● Required work
Transcribe the records exactly. Pictures do not belong in the transcription.

● Supplied material

•••

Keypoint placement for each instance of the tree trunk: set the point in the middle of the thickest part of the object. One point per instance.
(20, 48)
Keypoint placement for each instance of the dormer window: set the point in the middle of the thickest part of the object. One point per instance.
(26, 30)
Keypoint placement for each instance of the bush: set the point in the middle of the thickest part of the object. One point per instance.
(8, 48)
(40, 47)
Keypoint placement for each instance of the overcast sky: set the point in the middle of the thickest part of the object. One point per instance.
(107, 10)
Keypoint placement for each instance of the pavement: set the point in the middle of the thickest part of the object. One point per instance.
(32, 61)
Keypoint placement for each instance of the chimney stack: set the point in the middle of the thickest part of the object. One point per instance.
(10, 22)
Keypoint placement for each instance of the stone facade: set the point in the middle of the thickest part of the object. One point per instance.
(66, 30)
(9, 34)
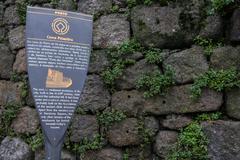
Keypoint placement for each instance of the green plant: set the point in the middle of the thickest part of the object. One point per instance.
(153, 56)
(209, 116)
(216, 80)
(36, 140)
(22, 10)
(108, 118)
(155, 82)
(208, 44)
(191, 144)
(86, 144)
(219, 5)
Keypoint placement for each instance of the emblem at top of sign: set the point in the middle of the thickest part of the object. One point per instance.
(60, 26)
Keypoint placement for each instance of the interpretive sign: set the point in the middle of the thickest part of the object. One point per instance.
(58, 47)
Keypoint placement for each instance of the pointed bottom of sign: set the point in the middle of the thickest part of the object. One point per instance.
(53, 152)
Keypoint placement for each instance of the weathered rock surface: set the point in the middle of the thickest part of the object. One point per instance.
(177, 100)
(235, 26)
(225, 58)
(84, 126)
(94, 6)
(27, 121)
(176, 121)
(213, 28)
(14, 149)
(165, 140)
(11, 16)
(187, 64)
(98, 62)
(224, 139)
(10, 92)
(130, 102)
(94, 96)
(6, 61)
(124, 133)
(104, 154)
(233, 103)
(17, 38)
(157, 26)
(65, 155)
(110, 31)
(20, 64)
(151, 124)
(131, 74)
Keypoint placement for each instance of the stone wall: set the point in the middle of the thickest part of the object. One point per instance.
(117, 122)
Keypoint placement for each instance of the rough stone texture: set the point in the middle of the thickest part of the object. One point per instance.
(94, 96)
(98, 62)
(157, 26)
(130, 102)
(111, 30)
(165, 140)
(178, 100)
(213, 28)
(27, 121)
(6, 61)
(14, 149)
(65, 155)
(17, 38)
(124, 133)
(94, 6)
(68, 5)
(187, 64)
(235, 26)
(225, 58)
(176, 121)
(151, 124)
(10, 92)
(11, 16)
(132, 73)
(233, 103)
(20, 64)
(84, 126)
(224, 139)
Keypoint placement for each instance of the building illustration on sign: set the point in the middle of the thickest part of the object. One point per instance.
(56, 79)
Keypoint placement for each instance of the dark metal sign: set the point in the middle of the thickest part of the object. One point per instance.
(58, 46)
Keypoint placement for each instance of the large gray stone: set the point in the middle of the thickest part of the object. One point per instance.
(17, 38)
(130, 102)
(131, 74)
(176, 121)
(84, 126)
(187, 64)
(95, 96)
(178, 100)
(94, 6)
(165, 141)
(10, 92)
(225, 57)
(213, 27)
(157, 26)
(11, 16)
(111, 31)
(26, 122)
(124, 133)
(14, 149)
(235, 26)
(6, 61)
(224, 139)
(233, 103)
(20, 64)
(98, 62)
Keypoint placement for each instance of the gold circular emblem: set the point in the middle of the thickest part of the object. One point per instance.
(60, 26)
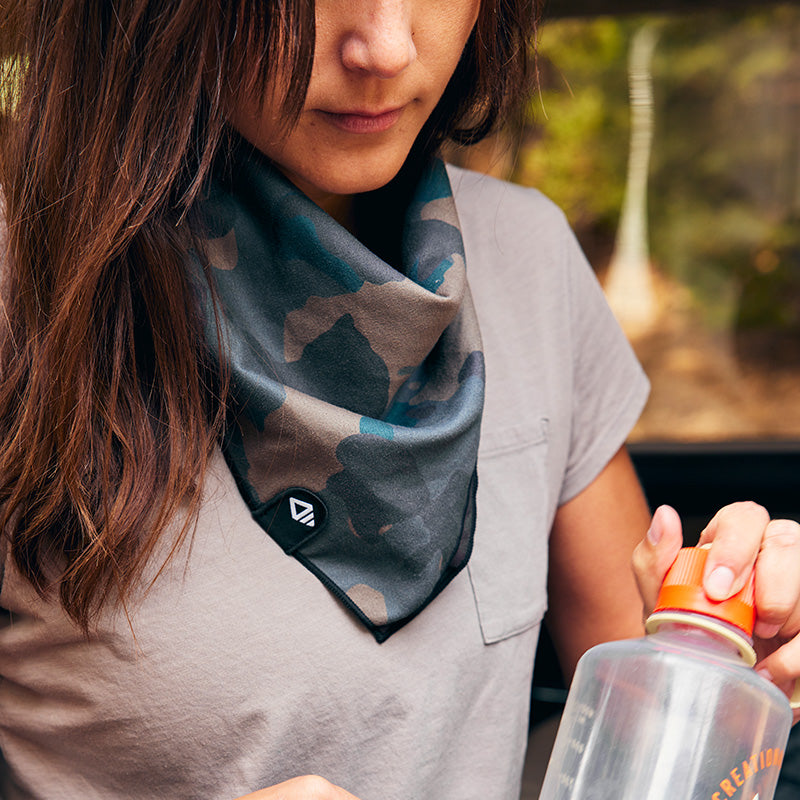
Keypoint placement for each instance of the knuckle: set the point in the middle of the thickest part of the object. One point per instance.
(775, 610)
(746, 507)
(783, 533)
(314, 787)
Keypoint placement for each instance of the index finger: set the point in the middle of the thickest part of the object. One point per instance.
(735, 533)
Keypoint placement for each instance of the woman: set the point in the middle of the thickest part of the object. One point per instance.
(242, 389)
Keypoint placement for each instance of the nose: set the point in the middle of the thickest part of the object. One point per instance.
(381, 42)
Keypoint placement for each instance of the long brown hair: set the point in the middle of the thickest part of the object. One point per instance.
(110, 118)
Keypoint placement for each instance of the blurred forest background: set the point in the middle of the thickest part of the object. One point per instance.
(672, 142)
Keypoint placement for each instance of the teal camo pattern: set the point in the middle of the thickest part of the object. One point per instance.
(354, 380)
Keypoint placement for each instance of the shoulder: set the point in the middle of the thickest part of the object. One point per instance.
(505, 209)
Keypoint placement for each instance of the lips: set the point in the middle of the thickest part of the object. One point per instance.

•••

● Response
Keypoint placement for each instance of the tree trunk: set the point in the middle of the thickest part of the object. One point per instance.
(20, 48)
Keypoint placement for each instance of the dormer window: set the point in the middle of the thickest part of the object. One point per instance.
(26, 30)
Keypoint placement for each instance of the bush: set the point in the middle of the thickest part of the object. One point per instance.
(8, 48)
(40, 47)
Keypoint placement for each instance of the overcast sky: set the point in the middle of the thickest part of the object. One point per instance.
(107, 10)
Keypoint placement for each instance of the pavement: set the point in the middle of the thickest part of the object. One point per instance.
(32, 61)
Keypoint placement for each instance of the chimney stack: set the point in the middle of the thickest part of the object. One point per instance.
(10, 22)
Keypoint placement for each instance of the stone facade: set the point in the middle of the thickest part of the object. One point per instance.
(66, 30)
(9, 34)
Keypoint placement for each instance of the green plant: set the point in the middle of the thickest part of the object. One point per instance.
(153, 56)
(209, 116)
(216, 80)
(36, 140)
(22, 10)
(108, 118)
(155, 82)
(208, 44)
(191, 144)
(86, 144)
(219, 5)
Keypoint placement for each instance of the emblem at top of sign: set the point in the middle of the thickest part of the object. One point per instance.
(60, 26)
Keypoint placement for each instance of the interpretive sign: set the point in the middle of the thickest part of the object. One point per instance.
(58, 47)
Keypoint placement for each instance of the pointed bottom of sign: set the point in the middle of the thickest part of the object. One point per instance.
(53, 152)
Keypoint placement for each instance of the weathered rock surface: set the point in the middle of the thickest part of the object. One point per instance.
(177, 100)
(235, 26)
(225, 58)
(84, 126)
(94, 6)
(27, 121)
(176, 121)
(213, 28)
(14, 149)
(165, 140)
(11, 16)
(187, 64)
(98, 62)
(224, 139)
(10, 92)
(130, 102)
(94, 96)
(6, 61)
(124, 133)
(104, 154)
(233, 103)
(17, 38)
(157, 26)
(65, 155)
(110, 31)
(20, 64)
(151, 124)
(131, 74)
Keypoint placement for each instance of the stone wall: set the point in the middle of the thickest part of the object. One point per instance.
(117, 122)
Keypoint placement for each instance of the rough stone texture: set the point in the middle of the thickest part of the object. One point per instance.
(94, 96)
(98, 62)
(157, 26)
(130, 102)
(111, 30)
(165, 140)
(178, 100)
(213, 28)
(27, 121)
(6, 61)
(14, 149)
(65, 155)
(17, 38)
(124, 133)
(94, 6)
(68, 5)
(187, 64)
(235, 26)
(225, 58)
(176, 121)
(151, 124)
(10, 92)
(11, 16)
(132, 73)
(233, 103)
(20, 64)
(84, 126)
(224, 139)
Keypoint placement for each instance of the building illustration on sign: set the point in the middle of the thickest part of the object. One point per instance.
(56, 79)
Keypoint placement for each instance of the dark metal sign: set the point in the middle of the thickest part of the object. One point per instance.
(58, 46)
Keypoint placement for each instance of the large gray stone: set the point in the middle of the thickest part of the object. One point per instance.
(17, 38)
(130, 102)
(131, 74)
(176, 121)
(84, 126)
(187, 64)
(95, 96)
(178, 100)
(94, 6)
(165, 141)
(10, 92)
(225, 57)
(213, 27)
(157, 26)
(11, 16)
(111, 31)
(26, 122)
(124, 133)
(14, 149)
(235, 26)
(6, 61)
(224, 139)
(233, 103)
(20, 64)
(98, 62)
Keypoint placement for each instance of the gold circular emblem: set the point in the middle of the thickest part of the object. One point per instance.
(60, 26)
Keypoint placement for each instance of the knuckle: set the point in the middle of the thickest part of the object. One point per instance.
(775, 610)
(746, 507)
(783, 533)
(314, 787)
Keypoint placement for each instance of the index finger: set the point in the middle of the thickest part of the object. One point per instance.
(735, 533)
Keypoint placement for each instance of the woman: set the point in the middle of the thickest part of the object. One point per instance.
(242, 389)
Keypoint placement for each instance of the nose: set the point in the middle of the thickest part of the object. One point per instance.
(381, 42)
Keypoint placement for each instance of the long brown hair: set the point in the middle of the thickest part of the object. One point per instance.
(110, 118)
Keypoint placement for each instance of the blurred forest background: set the point in the middle of the thickest part of the object. One point per instance.
(672, 142)
Keypoint placement for each instance of the teal camo pattern: set the point in the middle of the thickest part of the object. One point per instance.
(354, 380)
Keypoint placement for each instance of the shoulder: set the point in the middle of the thickest part of the object. One point per instance.
(505, 209)
Keypoint placement for each instance of the lips: set the point in the middle of the thickest part of the object. One point per instance.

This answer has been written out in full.